> [Texto fornecido]:
********
As dez tribos — ficaram perdidas?
A REVISTA Courant Magazine de Hartford, E. U. A., de 12 de setembro de 1971, publicou um artigo intitulado: “‘Tribo Perdida’ Luta Pelos Judeus Russos.” Falava das afirmações de certos índios norte-americanos de serem a tribo perdida de Efraim; por causa disso, preocupavam-se com o tratamento dado aos Judeus na Rússia, e por isso protestavam ao governo russo neste respeito. E atualmente publica-se e distribui-se o livro brochurado (de mais de 200 páginas) intitulado The United States and British Commonwealth in Prophecy (Os Estados Unidos e a Comunidade Britânica na Profecia), que pretende mostrar que nestes se encontram duas das “tribos perdidas”.
Esta questão das “Dez Tribos Perdidas” não é nova. Já no ano de 1320, vinte nobres escoceses assinaram “A Declaração Escocesa de Independência”, protestando contra as reivindicações do papa e proclamando que o povo escocês era descendente das doze tribos de Israel. Mas não apresentaram nenhuma prova para as suas afirmações.
Em 1649, um inglês de nome John Sadler fazia afirmações similares para os britânicos, numa obra em que mostrou paralelos entre a lei inglesa e a dos judeus. Em 1794, Richard Brothers, outro inglês, publicou um tratado que pretendia mostrar que os anglo-saxões eram os descendentes das “dez tribos perdidas”.
Afirmações similares foram feitas pela Federação Mundial Britânico-Israelense, num Manifesto distribuído em 1931. Neste afirmava-se que as dez tribos foram ao cativeiro em 721 A. E. C. e que os “sete tempos” de punição mencionados em Levítico 26:28 significavam 2.520 anos, e que estes duraram até 1799. Entre outras coisas, declarava-se: “O milagre dos Estados Unidos é ultrapassado apenas pelo milagre da . . . Comunidade Britânica de Nações. . . . Multiplique a influência da raça, e então a civilização anglo-saxônica comandará a paz e assegurará a prosperidade do mundo.”
E apenas nos últimos poucos anos, estas afirmações foram adornadas com pormenores específicos nunca antes ouvidos. Assim, alguns não só afirmam dogmaticamente que os britânicos descendem da tribo de Efraim e que os Estados Unidos provêm da tribo ou meia-tribo de Manassés, mas eles afirmam que as tribos de Levi e de Simeão estão espalhadas entre o Israel junto com a tribo de Judá; que a tribo de Rubem é encontrada na França, a assim por diante. Assim explicariam todas as treze tribos, e eles afirmam que tanto a história secular como a Bíblia apóiam suas afirmações. Mas, apóiam mesmo?
SEM BASE SECULAR
Que se pode dizer destas afirmações? Pode-se encontrar alguém, que não seja protagonista destas teorias, que dê apoio a estas afirmações? Segundo a Encyclopedia Americana, esta “teoria é insustentável em qualquer base científica, porque as tribos . . . não ficaram perdidas em qualquer sentido real”. E a Encyclopœdia Britannica diz: “A teoria . . . baseia-se em premissas que os eruditos — tanto teológicos como antropológicos — consideram inteiramente inválidas.” Esta citação é encontrada na famosa 11.ª edição, Volume 2, página 31. As edições modernas desta autoridade nem mencionam esta teoria.
********
> [Enunciado da tarefa]: Reproduza fielmente o trecho do texto sobre as dez tribos que começa em "E apenas nos" e termina em "Mas, apóiam mesmo?". O material abaixo não tem qualquer papel nesta atividade.
********
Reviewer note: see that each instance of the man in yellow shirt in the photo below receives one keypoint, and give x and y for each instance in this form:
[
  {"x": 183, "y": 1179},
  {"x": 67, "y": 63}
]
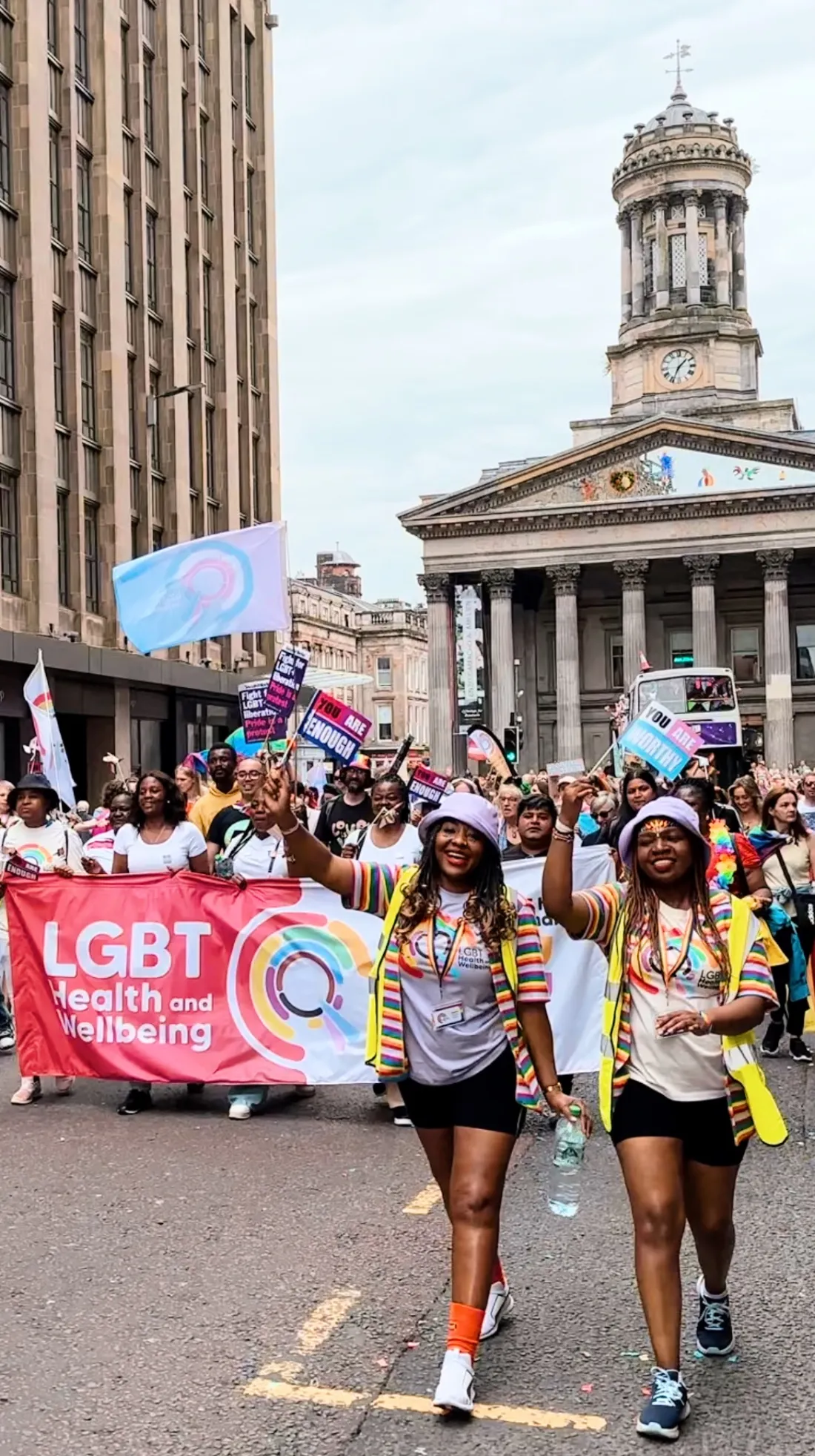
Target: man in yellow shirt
[{"x": 224, "y": 790}]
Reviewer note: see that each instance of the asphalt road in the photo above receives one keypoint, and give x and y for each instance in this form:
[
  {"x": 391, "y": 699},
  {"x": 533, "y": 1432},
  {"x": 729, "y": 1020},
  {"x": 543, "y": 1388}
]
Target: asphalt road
[{"x": 179, "y": 1283}]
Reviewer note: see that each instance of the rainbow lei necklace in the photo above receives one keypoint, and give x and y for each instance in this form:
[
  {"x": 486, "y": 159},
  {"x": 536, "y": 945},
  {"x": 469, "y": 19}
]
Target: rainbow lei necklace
[{"x": 722, "y": 842}]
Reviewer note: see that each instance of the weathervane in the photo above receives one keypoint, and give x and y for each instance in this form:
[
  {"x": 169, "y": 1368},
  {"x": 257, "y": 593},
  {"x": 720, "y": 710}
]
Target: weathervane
[{"x": 677, "y": 57}]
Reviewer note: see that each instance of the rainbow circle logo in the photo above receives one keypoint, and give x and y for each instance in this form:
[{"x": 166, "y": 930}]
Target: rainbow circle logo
[{"x": 297, "y": 990}]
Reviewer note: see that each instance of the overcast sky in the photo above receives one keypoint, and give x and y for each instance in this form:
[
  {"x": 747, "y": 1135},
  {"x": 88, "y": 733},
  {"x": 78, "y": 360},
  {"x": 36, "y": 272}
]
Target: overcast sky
[{"x": 448, "y": 241}]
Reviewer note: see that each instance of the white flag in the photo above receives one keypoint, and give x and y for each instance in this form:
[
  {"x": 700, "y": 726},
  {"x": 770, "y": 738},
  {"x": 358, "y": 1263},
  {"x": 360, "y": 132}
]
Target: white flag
[{"x": 48, "y": 738}]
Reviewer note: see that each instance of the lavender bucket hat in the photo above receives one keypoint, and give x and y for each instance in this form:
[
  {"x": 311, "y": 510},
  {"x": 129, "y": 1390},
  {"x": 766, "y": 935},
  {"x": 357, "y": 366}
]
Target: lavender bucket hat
[
  {"x": 466, "y": 809},
  {"x": 676, "y": 810}
]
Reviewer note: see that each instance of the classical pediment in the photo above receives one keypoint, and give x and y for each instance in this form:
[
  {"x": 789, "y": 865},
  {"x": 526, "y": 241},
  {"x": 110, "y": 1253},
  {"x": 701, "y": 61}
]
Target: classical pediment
[{"x": 668, "y": 459}]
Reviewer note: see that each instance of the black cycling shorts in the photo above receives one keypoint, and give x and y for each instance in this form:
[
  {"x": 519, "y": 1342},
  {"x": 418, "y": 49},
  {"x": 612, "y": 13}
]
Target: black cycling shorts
[
  {"x": 485, "y": 1101},
  {"x": 703, "y": 1129}
]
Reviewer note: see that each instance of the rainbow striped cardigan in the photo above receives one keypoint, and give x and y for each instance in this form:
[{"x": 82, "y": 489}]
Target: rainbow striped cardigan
[{"x": 520, "y": 964}]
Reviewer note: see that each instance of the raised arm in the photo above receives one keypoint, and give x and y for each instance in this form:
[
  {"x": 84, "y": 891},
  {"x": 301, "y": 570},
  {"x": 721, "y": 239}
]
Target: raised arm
[
  {"x": 307, "y": 859},
  {"x": 558, "y": 899}
]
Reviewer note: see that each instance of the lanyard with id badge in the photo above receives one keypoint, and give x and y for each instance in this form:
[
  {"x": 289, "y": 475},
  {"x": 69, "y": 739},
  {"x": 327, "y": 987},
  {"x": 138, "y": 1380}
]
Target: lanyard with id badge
[{"x": 448, "y": 1012}]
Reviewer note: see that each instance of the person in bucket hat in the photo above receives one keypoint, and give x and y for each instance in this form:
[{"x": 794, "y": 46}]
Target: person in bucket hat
[
  {"x": 680, "y": 1087},
  {"x": 457, "y": 1016}
]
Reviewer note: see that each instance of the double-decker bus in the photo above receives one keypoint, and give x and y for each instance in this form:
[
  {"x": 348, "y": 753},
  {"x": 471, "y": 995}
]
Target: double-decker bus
[{"x": 706, "y": 699}]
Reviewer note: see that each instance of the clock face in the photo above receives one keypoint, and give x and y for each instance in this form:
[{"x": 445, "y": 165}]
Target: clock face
[{"x": 679, "y": 365}]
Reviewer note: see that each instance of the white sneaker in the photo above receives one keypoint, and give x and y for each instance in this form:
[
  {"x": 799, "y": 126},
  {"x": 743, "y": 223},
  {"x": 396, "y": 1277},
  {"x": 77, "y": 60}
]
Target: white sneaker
[
  {"x": 456, "y": 1383},
  {"x": 241, "y": 1111},
  {"x": 498, "y": 1308}
]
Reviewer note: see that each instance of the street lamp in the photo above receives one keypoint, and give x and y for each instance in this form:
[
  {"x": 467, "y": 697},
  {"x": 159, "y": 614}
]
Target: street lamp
[{"x": 153, "y": 401}]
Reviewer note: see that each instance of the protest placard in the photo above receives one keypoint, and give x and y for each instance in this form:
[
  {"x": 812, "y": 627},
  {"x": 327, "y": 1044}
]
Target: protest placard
[
  {"x": 427, "y": 784},
  {"x": 285, "y": 684},
  {"x": 333, "y": 727},
  {"x": 661, "y": 738}
]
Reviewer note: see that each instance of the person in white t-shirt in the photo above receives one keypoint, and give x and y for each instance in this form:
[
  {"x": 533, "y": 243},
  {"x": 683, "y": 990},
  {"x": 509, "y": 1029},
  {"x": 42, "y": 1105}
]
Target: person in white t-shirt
[
  {"x": 255, "y": 853},
  {"x": 54, "y": 848},
  {"x": 158, "y": 841}
]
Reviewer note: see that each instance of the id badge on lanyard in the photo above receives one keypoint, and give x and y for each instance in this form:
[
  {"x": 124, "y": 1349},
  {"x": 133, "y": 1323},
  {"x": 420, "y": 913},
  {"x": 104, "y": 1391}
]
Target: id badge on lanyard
[{"x": 450, "y": 1010}]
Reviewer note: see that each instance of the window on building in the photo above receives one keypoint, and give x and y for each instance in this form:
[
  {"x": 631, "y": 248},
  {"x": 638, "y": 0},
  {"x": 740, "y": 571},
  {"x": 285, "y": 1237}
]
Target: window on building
[
  {"x": 616, "y": 676},
  {"x": 679, "y": 262},
  {"x": 56, "y": 181},
  {"x": 250, "y": 210},
  {"x": 256, "y": 512},
  {"x": 207, "y": 306},
  {"x": 131, "y": 409},
  {"x": 805, "y": 651},
  {"x": 6, "y": 338},
  {"x": 247, "y": 67},
  {"x": 210, "y": 453},
  {"x": 130, "y": 273},
  {"x": 125, "y": 76},
  {"x": 149, "y": 108},
  {"x": 83, "y": 205},
  {"x": 682, "y": 648},
  {"x": 81, "y": 42},
  {"x": 87, "y": 383},
  {"x": 152, "y": 268},
  {"x": 92, "y": 564},
  {"x": 51, "y": 25},
  {"x": 59, "y": 370},
  {"x": 9, "y": 533},
  {"x": 745, "y": 654},
  {"x": 204, "y": 159},
  {"x": 4, "y": 145},
  {"x": 253, "y": 344},
  {"x": 703, "y": 258},
  {"x": 63, "y": 548}
]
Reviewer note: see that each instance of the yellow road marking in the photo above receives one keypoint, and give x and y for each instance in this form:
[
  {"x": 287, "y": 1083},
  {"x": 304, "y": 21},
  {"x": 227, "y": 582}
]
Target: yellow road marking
[
  {"x": 425, "y": 1200},
  {"x": 325, "y": 1320},
  {"x": 422, "y": 1406}
]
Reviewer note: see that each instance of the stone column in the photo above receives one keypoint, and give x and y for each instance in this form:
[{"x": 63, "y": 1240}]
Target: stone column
[
  {"x": 722, "y": 251},
  {"x": 632, "y": 574},
  {"x": 638, "y": 273},
  {"x": 661, "y": 277},
  {"x": 779, "y": 743},
  {"x": 625, "y": 223},
  {"x": 501, "y": 649},
  {"x": 440, "y": 669},
  {"x": 692, "y": 248},
  {"x": 703, "y": 596},
  {"x": 567, "y": 660},
  {"x": 739, "y": 267}
]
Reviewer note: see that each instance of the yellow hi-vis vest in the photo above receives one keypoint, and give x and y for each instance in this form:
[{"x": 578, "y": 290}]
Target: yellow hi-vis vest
[{"x": 739, "y": 1051}]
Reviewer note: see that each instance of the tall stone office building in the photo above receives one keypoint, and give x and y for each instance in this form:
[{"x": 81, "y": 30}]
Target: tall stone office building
[{"x": 137, "y": 258}]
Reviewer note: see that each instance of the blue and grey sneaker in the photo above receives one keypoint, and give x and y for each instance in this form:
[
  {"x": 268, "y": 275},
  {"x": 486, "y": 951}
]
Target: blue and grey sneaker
[
  {"x": 715, "y": 1328},
  {"x": 667, "y": 1406}
]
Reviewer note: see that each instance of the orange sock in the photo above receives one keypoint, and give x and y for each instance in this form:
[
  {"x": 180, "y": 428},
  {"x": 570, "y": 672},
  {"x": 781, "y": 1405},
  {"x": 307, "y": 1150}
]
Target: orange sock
[{"x": 465, "y": 1328}]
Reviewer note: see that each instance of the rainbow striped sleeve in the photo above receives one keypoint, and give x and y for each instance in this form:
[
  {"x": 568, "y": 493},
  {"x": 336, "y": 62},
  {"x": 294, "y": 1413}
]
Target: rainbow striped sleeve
[
  {"x": 533, "y": 982},
  {"x": 756, "y": 977},
  {"x": 373, "y": 887},
  {"x": 603, "y": 906}
]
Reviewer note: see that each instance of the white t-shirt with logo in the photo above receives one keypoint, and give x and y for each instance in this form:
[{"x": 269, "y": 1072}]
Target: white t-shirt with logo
[
  {"x": 153, "y": 859},
  {"x": 261, "y": 858}
]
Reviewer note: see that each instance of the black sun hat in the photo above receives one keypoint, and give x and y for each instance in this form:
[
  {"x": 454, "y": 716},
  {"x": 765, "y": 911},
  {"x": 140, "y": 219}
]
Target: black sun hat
[{"x": 40, "y": 785}]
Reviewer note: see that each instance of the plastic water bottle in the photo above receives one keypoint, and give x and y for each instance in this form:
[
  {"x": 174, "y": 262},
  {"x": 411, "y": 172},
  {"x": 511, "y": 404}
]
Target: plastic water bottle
[{"x": 567, "y": 1162}]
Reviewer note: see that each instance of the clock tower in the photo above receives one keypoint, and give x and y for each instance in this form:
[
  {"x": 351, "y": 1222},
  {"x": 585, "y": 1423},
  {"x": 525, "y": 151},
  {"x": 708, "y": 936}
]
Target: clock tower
[{"x": 688, "y": 344}]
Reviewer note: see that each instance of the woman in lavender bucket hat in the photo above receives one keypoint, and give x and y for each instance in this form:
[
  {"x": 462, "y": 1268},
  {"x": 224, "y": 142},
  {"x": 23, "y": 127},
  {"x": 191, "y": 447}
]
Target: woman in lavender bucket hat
[{"x": 459, "y": 1018}]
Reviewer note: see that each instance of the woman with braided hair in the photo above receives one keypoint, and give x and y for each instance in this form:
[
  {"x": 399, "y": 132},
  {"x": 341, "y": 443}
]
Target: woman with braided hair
[
  {"x": 459, "y": 1019},
  {"x": 680, "y": 1087}
]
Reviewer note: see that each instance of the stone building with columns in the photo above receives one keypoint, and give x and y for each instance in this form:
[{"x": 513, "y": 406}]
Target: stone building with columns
[{"x": 680, "y": 527}]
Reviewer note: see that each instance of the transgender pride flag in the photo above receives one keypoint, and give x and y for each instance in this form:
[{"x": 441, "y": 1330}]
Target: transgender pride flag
[{"x": 229, "y": 583}]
********
> [Resultado do exercício]:
E apenas nos últimos poucos anos, estas afirmações foram adornadas com pormenores específicos nunca antes ouvidos. Assim, alguns não só afirmam dogmaticamente que os britânicos descendem da tribo de Efraim e que os Estados Unidos provêm da tribo ou meia-tribo de Manassés, mas eles afirmam que as tribos de Levi e de Simeão estão espalhadas entre o Israel junto com a tribo de Judá; que a tribo de Rubem é encontrada na França, a assim por diante. Assim explicariam todas as treze tribos, e eles afirmam que tanto a história secular como a Bíblia apóiam suas afirmações. Mas, apóiam mesmo?